Extracted data entries »
* * * * * * *
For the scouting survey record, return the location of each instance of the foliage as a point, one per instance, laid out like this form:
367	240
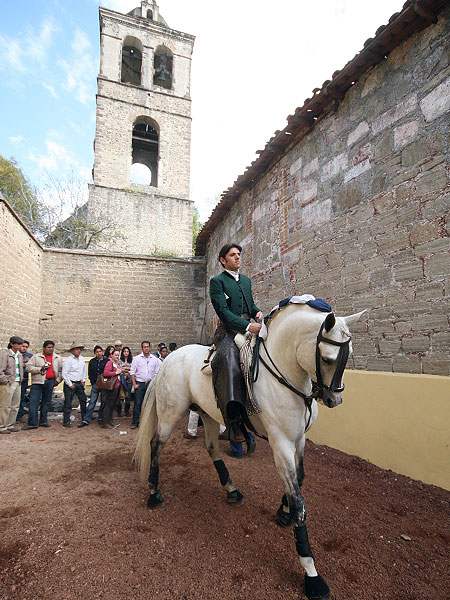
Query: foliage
196	226
21	195
70	223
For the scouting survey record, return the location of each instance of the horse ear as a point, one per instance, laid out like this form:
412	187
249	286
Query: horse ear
353	318
330	322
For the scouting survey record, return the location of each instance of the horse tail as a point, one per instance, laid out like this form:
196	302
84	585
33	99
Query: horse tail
147	428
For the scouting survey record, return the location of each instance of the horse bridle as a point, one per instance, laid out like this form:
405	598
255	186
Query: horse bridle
317	387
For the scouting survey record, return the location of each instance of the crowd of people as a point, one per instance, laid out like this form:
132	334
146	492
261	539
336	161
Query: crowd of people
129	378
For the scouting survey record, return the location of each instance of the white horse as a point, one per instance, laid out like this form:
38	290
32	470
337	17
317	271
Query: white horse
303	346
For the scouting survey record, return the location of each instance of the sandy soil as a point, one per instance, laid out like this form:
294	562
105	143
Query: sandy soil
74	524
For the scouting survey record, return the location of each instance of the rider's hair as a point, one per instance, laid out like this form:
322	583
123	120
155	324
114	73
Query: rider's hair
* * * * * * *
Given exercise » Write out the whole listing above again, line by line, multiplying each point coordinate that appears under a "Query:" line by 2.6 and rounding to the nearest whole number, with halves rounded up. Keep every other number and all other text unchanged, and leave the pictures out.

Task solution »
For the scouting survey record, return the location of each instance of the foliage as a point, one per instance, laid out like this form:
367	240
Query: foliage
510	588
55	507
182	580
For the scouting survey record, return the location of each instance of the horse ear as a point, one per instance, laid out like this form:
412	187
249	286
Query: horse ear
918	827
858	837
For the scouting survey record, return the location of each instance of the horse tail as a point, one per instance, laid out like this form:
196	302
84	585
33	99
Query: horse tail
382	1113
For the scouting survey record, return the location of each instance of the horse bridle as a point, one per instance, laid out like this form:
405	598
255	186
Query: horse bridle
824	1006
For the scouting survey record, return the location of each instance of the crowd of people as a point, one per instance, laid out like this form:
132	334
146	492
261	539
336	161
Query: crowd of people
335	983
For the scouting survey record, return the location of each instance of the white horse as a point, one per instance, laid out like this form:
38	290
32	470
337	17
317	271
Query: white horse
788	900
For the scouting survey record, return the location of each instance of the sandy soil as a point, one per instance, laid out like this form:
294	562
105	143
Query: sandy soil
192	1362
For the scouting survey record, return the location of each instance of the rider's hair as a point, one per instance, laid out like this form:
322	583
123	120
155	324
114	73
Query: rider's hair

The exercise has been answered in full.